**Written tasks**:
1. Answer the following from the excerpt on the Lopez documentary, one line each:
(a) Who is the filmmaker?
(b) Which flag does Lopez include onstage with her?
(c) Which movie's reception does the documentary follow?
2. Reproduce word for word the passage of the excerpt on the Lopez documentary that starts at "The filmmaker, Amanda" and ends at "refused to perform.".
3. Carry on writing the excerpt on the Lopez documentary, picking up after its final sentence.
** START OF Excerpt to read **
Lopez is openly vulnerable about her desire and disappointment about the Oscars snub. 

The filmmaker, Amanda Micheli, also leaves in comments from the NFL’s halftime show director complaining about “identity politics,” and includes headlines about the superficiality of the NFL’s support for anti-racist efforts given that team owners support Trump. Lopez revels in including the Puerto Rican flag onstage with her and gets teary-eyed in rehearsals talking about the treatment of Latinx people in the US. At the same time, the documentary flattens the politics of the moment by completely glossing over the fact that the NFL turned to the two Latinas to obscure the fact that Black performers, including Rihanna, in solidarity with Colin Kaepernick that year, refused to perform.

But true to the Lopez ethos, politics aren’t the point of the documentary. Or at least not those kinds of politics. It’s really about the industry politics surrounding Lopez, including the reception of Hustlers. The documentary shows her getting her hopes up with the press reaction to the movie and even reads a flattering article on camera. “Frankly it’s thrilling to see a criminally underrated performer” — her voice catches in her throat — “get her due from prestige film outlets.”
** END OF Excerpt to read **
** START OF Record set **
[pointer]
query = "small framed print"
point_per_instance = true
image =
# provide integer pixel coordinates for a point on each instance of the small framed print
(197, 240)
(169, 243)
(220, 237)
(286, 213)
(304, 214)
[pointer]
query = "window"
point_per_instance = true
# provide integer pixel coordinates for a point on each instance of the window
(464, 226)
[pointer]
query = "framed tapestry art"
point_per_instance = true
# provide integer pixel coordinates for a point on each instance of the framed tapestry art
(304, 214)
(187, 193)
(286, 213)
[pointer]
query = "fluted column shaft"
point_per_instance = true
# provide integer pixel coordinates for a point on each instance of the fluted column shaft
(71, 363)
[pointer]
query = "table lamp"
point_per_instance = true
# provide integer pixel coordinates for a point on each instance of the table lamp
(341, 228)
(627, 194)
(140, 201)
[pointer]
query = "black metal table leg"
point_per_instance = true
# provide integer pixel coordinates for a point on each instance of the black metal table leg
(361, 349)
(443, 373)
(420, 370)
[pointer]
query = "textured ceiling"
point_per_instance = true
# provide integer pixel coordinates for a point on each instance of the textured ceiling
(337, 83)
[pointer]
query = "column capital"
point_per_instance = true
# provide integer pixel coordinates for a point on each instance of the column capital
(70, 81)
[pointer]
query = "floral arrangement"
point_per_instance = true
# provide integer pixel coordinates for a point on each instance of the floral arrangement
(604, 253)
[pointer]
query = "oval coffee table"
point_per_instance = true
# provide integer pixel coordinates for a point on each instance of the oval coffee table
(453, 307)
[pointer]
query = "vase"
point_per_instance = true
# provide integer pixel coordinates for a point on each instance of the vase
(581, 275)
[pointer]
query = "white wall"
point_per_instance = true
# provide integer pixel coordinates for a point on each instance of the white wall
** END OF Record set **
**Responses to the tasks**:
1.
(a) Amanda Micheli
(b) The Puerto Rican flag
(c) Hustlers

2.
The filmmaker, Amanda Micheli, also leaves in comments from the NFL’s halftime show director complaining about “identity politics,” and includes headlines about the superficiality of the NFL’s support for anti-racist efforts given that team owners support Trump. Lopez revels in including the Puerto Rican flag onstage with her and gets teary-eyed in rehearsals talking about the treatment of Latinx people in the US. At the same time, the documentary flattens the politics of the moment by completely glossing over the fact that the NFL turned to the two Latinas to obscure the fact that Black performers, including Rihanna, in solidarity with Colin Kaepernick that year, refused to perform.

3.
The documentary includes footage of her dejected face as she enters the hotel room where her team awaits her after she loses the Golden Globe. Most people would just say they're “happy to be nominated for the Globes,” but Lopez is openly vulnerable about her desire and disappointment about the Oscars snub. “The truth is I really started to think I was gonna get nominated,” she says to the camera. And after she’s overlooked, we even get a generous camera pan of a thoughtful New York Times piece that explained why her unsentimentally sexual character, Ramona, might not have resonated with the academy’s voters.

The final scenes of the documentary are somewhat jarring, like an infomercial for Lopez herself, as we see her at a philanthropic event where she’s trying to get corporate investment in small businesses for Black and brown women.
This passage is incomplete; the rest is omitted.